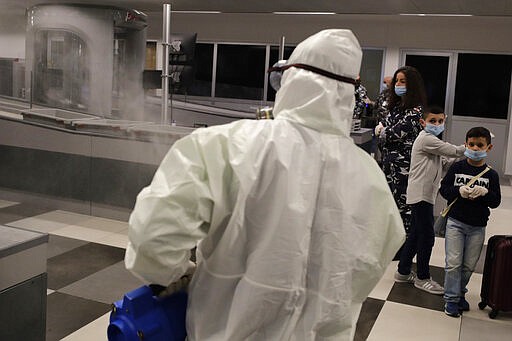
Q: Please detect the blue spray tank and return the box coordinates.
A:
[107,286,188,341]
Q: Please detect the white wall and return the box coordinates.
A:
[0,12,512,174]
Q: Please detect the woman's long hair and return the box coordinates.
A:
[388,66,427,110]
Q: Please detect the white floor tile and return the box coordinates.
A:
[78,216,128,233]
[51,225,111,243]
[61,312,110,341]
[368,261,398,300]
[367,301,461,341]
[9,210,90,233]
[98,232,128,249]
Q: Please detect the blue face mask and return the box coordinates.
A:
[464,148,487,161]
[395,85,407,97]
[424,123,444,136]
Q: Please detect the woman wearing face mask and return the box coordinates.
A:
[375,66,427,259]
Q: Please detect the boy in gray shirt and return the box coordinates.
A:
[395,107,466,295]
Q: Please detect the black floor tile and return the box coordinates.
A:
[354,297,386,341]
[387,266,444,311]
[46,292,111,341]
[0,204,52,224]
[47,243,125,290]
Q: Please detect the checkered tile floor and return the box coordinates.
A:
[0,186,512,341]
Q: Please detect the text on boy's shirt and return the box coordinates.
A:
[453,174,489,189]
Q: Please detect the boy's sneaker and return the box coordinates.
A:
[414,278,444,292]
[459,297,469,311]
[444,302,460,317]
[395,270,416,283]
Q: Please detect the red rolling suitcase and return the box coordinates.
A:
[478,235,512,319]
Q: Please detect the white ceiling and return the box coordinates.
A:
[0,0,512,16]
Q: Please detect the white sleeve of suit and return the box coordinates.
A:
[125,136,213,286]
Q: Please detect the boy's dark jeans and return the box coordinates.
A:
[398,201,435,279]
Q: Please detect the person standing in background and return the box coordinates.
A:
[374,76,393,122]
[372,76,393,165]
[439,127,500,317]
[375,66,427,259]
[395,106,466,295]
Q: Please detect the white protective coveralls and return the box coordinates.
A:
[125,29,405,341]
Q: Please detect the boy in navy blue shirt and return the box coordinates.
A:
[440,127,501,317]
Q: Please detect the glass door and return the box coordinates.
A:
[400,50,457,139]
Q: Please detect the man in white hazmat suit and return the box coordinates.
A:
[125,29,405,341]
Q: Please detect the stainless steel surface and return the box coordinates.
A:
[21,108,99,127]
[160,4,172,124]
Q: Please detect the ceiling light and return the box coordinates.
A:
[172,11,222,14]
[400,13,473,17]
[272,12,336,15]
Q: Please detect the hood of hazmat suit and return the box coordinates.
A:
[125,29,405,341]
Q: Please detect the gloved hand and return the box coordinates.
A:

(EXERCISE DETAILS): Rewrite every item with "hazmat suit" changed to "protective suit" and everything else kept the same, and leave the pictures out of your answer.

(SOLUTION TO THIS PROBLEM):
Q: Please detect the blue spray tank and return the box coordinates.
A:
[107,286,188,341]
Q: Please detect the white wall and return the box coordinates.
A:
[0,12,512,174]
Q: Please detect the woman's long hair and return the box coordinates.
A:
[388,66,427,110]
Q: Please detect the white floor tile and return the box coordinates.
A:
[78,216,128,233]
[51,225,111,243]
[61,312,110,341]
[368,261,398,300]
[367,301,461,341]
[9,210,90,233]
[98,232,128,249]
Q: Please detect the blue face mask and return the box coordinates.
A:
[464,148,487,161]
[395,85,407,97]
[424,123,444,136]
Q: Please detect the woman wearing face mask and return the box coordinates.
A:
[375,66,427,259]
Q: Please detect the boy in gray shirt and return the box coordinates.
A:
[395,107,466,295]
Q: Please detect the black floor tile and return the box coordinates.
A:
[354,297,386,341]
[387,266,444,311]
[46,292,111,341]
[0,204,52,224]
[47,243,125,290]
Q: Please detect the checkered tile floor and return the box coordinates.
A:
[0,186,512,341]
Q: Please detect the text on boy's shirt and return the box coordinates.
A:
[453,174,489,189]
Q: Please detect the boy's sneaker and return the box coordinates.
A:
[414,278,444,292]
[459,297,469,311]
[444,302,460,317]
[395,270,416,283]
Q: Please detect the red rolling suitcase and return the box coordinates.
A:
[478,235,512,319]
Q: Please detect the white ceiling and return the box coordinates.
A:
[0,0,512,16]
Q: Please detect the white sleeve of suit and return the box coordinates.
A:
[125,136,213,286]
Q: Please detect the boy's dark jeans and return the box coordinates.
A:
[398,201,435,279]
Q: Please detect the person standing in background and return the box coordinates.
A:
[374,76,393,122]
[372,76,393,165]
[439,127,500,317]
[375,66,427,259]
[395,106,466,295]
Q: Please detect the white protective coveralls and return the box coordinates.
A:
[125,29,405,341]
Q: Please detect the boy in navy blue shirt and return the box coordinates.
A:
[440,127,501,317]
Q: Please detect the glass door and return the box coordinates.
A:
[400,50,457,139]
Q: Please detect the man in white protective suit and return the box coordinates.
A:
[125,29,405,341]
Q: Please detect the stainless steel surface and return the box coordinates.
A:
[21,108,99,127]
[160,4,172,124]
Q: Please detect the ceiling light and return the box coordinates.
A:
[172,11,222,14]
[400,13,473,17]
[272,12,336,15]
Q: Please detect the hood of protective suit and return the box coordinates.
A:
[125,29,405,341]
Q: Please detect the gloved hand and return the box coordinates.
A:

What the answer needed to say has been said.